BEGIN Data provided

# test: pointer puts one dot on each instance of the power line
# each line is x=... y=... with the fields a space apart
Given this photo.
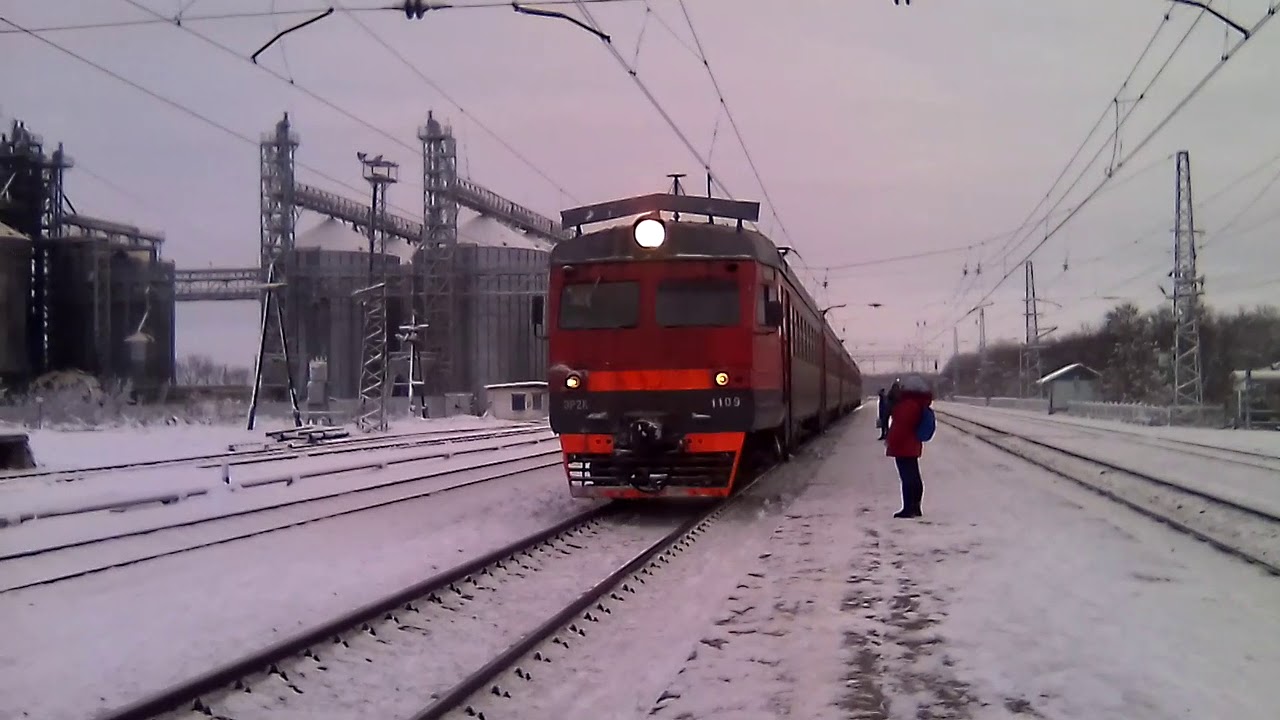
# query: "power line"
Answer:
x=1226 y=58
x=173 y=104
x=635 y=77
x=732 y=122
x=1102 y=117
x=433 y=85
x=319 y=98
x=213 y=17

END Data provided
BEGIN Data provided

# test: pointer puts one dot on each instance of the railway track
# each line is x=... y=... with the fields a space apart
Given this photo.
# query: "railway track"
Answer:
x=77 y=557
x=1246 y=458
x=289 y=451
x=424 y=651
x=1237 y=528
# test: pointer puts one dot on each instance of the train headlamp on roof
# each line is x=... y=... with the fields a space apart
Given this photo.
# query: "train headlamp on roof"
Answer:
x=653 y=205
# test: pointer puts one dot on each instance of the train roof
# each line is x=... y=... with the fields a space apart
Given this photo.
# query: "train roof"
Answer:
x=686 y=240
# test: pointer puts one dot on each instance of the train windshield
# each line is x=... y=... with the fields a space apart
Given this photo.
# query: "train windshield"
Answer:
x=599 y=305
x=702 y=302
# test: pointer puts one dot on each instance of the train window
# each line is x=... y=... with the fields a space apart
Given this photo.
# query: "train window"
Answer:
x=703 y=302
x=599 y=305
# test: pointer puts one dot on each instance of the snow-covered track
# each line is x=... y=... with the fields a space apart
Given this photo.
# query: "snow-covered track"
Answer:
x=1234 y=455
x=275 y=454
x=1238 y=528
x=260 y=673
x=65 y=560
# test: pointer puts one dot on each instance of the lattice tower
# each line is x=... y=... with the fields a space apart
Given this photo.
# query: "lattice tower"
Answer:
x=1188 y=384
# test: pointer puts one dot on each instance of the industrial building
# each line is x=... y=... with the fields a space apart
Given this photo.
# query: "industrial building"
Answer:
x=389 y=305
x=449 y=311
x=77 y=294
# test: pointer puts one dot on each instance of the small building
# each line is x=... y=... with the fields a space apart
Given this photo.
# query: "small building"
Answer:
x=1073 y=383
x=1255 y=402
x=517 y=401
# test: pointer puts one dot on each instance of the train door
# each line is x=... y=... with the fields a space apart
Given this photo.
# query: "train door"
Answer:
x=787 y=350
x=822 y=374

END Data provided

• Exercise brief:
For the word "door", find all matching lines in the entries above and copy them out.

• Response below:
# test: pointer puts one dot on each instance of the train door
# query: "train door"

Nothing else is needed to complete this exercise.